MARKTPLATZ – Direction Ettlinger Tor


Christ and David defy death.

Photography: Atelier Altenkirch, Karlsruhe

Christ and David defy death.

Photography: Atelier Altenkirch, Karlsruhe

At the Market Square stop it was not possible to attach two ceramic pictures to each platform because there is a siding next to them. That is why there are two pictures on the west side (platform 1) at some distance from each other. Both have titles that open up a wide space for one’s own interpretations, which may stimulate the viewer’s imagination, but also cause confusion. Their working titles, on the other hand, make a direct reference to the ceramics pictures. The original title for this ceramic image was “Christ in the Underworld. Christ – David (the snob) with head of Goliath – death”. Together with the scene of Salome dancing before Herod depicted on the north side of the Kronenplatz, it is the only depiction with a Christian reference. The depiction on this ceramic tablet is described in the apocryphal Gospel of Nicodemus (4th century AD), but was not included in the Bible. It only reports that Christ rose from the dead after three days in which he “descended into the kingdom of death”. Although the pictorial theme “Christ in the Underworld” is one of the most important in Christian iconography, in Western art it is usually only depicted in extensive pictorial cycles reciting the life of Christ. He often appears there as the conqueror of death, recognizable by the broken underworld gates and the flag of victory. In contrast, Markus Lüpertz presents Christ standing in water up to his thighs, wearing only a loincloth and his hands clasped in front of his chest in prayer. To his right, holding Goliath’s head in his hands stands David, the progenitor of the lineage from which Jesus came.

> EXCERPTED RECORDS
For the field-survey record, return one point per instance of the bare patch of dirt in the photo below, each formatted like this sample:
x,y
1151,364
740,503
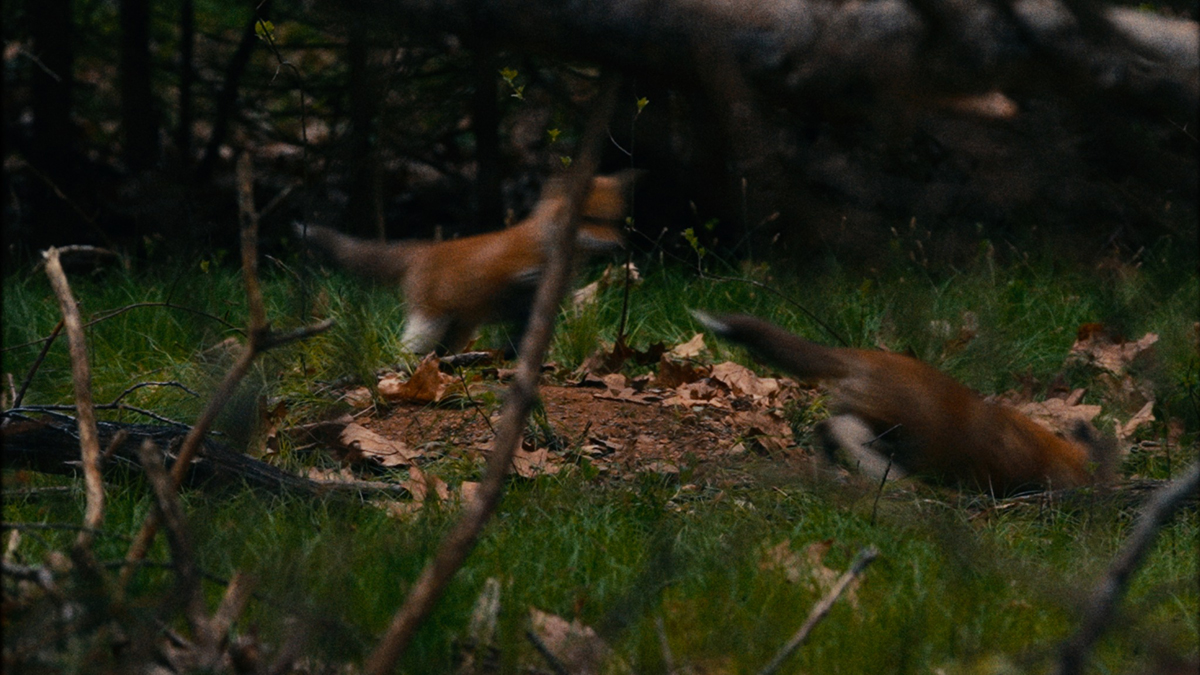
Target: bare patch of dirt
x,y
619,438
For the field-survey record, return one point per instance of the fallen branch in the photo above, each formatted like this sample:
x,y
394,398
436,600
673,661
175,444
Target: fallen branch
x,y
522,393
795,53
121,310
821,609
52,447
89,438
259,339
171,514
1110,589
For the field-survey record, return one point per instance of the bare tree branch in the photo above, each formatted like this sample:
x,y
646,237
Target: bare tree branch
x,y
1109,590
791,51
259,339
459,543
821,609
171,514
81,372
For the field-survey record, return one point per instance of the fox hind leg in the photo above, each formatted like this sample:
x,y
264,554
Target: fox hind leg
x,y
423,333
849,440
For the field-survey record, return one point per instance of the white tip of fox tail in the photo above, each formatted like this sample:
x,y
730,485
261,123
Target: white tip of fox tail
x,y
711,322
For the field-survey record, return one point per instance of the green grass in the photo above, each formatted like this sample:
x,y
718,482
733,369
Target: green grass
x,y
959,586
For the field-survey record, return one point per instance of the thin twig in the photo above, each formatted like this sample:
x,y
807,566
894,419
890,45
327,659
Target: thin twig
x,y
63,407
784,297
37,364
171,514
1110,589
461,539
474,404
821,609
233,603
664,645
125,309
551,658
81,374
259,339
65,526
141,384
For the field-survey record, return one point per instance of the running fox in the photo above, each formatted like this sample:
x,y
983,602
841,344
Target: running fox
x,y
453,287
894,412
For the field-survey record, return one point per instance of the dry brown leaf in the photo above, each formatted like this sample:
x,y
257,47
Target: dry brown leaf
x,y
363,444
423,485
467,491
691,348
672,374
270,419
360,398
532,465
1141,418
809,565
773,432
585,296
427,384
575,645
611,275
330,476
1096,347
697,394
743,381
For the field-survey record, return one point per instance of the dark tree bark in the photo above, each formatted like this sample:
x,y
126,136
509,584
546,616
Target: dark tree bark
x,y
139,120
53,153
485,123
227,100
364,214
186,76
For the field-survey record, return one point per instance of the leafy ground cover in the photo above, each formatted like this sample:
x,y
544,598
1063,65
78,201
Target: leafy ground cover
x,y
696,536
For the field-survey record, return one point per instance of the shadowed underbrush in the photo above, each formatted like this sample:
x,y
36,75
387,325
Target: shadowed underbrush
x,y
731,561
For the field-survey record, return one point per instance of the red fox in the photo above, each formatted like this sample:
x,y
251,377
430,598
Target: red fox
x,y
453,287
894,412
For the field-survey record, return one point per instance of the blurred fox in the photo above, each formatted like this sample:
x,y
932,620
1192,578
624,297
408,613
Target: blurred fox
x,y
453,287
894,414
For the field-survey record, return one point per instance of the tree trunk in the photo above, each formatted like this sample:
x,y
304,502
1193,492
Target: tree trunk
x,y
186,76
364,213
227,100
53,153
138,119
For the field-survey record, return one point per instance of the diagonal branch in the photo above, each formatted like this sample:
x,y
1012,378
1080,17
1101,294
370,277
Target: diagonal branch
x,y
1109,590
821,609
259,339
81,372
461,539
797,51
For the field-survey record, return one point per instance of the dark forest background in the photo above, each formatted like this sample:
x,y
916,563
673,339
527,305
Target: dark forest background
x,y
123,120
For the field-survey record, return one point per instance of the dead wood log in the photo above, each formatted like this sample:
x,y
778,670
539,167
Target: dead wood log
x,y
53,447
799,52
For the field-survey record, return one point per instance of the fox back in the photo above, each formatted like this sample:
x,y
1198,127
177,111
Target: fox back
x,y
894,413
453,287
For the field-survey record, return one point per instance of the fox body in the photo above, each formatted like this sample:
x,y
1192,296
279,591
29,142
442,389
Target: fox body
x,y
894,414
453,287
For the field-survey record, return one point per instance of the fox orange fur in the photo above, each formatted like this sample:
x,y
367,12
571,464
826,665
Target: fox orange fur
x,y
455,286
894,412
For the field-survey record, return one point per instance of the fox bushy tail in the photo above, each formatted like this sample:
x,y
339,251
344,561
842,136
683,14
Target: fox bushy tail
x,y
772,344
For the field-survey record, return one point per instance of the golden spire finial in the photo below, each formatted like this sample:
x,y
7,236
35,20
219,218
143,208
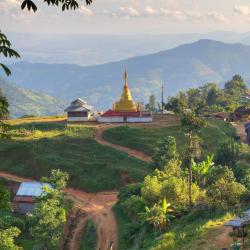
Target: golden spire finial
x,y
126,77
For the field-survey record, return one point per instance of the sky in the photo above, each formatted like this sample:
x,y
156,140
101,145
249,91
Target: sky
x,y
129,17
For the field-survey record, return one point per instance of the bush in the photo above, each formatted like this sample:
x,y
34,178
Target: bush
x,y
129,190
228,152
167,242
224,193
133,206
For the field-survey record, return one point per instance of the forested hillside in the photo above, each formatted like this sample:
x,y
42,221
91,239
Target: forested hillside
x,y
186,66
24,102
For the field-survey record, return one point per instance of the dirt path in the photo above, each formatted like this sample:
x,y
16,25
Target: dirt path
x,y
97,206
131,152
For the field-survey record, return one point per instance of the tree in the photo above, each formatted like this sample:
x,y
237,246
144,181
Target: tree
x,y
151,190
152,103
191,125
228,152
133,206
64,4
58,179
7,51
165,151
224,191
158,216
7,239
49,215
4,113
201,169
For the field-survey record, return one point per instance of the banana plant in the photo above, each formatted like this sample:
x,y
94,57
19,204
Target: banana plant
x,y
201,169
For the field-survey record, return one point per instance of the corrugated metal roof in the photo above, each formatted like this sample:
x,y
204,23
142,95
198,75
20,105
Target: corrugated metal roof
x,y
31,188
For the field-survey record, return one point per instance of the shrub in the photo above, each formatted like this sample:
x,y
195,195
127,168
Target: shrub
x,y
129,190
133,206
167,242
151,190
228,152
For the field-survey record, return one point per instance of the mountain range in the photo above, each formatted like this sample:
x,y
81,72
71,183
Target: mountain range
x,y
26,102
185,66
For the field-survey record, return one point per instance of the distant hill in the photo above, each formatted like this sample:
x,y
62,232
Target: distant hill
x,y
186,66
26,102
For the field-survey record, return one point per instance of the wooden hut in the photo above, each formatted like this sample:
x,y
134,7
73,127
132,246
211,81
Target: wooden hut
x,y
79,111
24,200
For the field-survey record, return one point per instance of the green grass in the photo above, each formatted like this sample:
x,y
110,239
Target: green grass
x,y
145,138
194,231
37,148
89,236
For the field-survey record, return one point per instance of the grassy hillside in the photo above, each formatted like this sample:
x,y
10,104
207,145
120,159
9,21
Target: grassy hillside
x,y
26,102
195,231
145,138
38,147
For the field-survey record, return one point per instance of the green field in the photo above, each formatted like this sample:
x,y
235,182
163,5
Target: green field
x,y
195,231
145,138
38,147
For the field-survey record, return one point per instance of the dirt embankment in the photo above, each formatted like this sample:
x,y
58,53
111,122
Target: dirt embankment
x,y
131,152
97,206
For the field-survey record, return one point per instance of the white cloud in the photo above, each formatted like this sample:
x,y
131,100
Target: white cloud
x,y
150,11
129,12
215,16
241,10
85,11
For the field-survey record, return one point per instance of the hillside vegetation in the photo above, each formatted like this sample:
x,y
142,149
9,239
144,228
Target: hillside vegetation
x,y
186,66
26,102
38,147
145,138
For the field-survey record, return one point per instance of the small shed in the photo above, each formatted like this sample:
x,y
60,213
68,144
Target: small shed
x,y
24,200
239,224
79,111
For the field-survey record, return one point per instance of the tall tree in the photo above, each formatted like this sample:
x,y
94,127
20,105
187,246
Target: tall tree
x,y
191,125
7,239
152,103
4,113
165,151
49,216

--

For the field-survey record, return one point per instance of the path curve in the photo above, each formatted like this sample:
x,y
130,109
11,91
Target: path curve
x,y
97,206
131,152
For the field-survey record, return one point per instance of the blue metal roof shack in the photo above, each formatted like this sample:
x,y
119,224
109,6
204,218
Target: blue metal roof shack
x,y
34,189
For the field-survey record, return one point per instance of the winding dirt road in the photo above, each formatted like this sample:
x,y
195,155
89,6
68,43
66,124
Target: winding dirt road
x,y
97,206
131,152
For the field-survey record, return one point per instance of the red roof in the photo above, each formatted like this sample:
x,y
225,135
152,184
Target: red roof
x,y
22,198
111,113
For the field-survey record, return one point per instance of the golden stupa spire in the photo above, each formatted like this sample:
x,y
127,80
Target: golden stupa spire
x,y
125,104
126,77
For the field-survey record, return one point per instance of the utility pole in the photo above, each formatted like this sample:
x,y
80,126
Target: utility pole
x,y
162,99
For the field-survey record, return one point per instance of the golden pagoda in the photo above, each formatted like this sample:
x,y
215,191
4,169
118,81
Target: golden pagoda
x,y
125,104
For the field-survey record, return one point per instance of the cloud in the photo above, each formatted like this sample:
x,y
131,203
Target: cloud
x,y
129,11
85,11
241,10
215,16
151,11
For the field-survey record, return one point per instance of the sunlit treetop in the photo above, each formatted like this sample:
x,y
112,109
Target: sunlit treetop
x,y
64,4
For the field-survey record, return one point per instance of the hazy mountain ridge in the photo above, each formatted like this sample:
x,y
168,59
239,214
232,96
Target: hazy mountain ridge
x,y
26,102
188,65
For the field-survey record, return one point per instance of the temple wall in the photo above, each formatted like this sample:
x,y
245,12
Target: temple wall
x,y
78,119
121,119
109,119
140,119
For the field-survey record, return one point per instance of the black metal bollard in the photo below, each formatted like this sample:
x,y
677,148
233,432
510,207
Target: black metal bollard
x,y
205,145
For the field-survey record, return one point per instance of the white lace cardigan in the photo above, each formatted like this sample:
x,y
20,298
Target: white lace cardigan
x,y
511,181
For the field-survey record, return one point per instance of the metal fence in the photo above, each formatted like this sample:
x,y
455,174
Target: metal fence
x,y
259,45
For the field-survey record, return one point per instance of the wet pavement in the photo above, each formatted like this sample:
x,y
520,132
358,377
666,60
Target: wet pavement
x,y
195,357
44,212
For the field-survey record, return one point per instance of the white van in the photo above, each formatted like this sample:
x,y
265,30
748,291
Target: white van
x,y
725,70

> EXERCISE DIRECTIONS
In the Marktplatz text, which apocryphal gospel describes the scene shown on the ceramic tablet?

> RESPONSE
The Gospel of Nicodemus (4th century AD).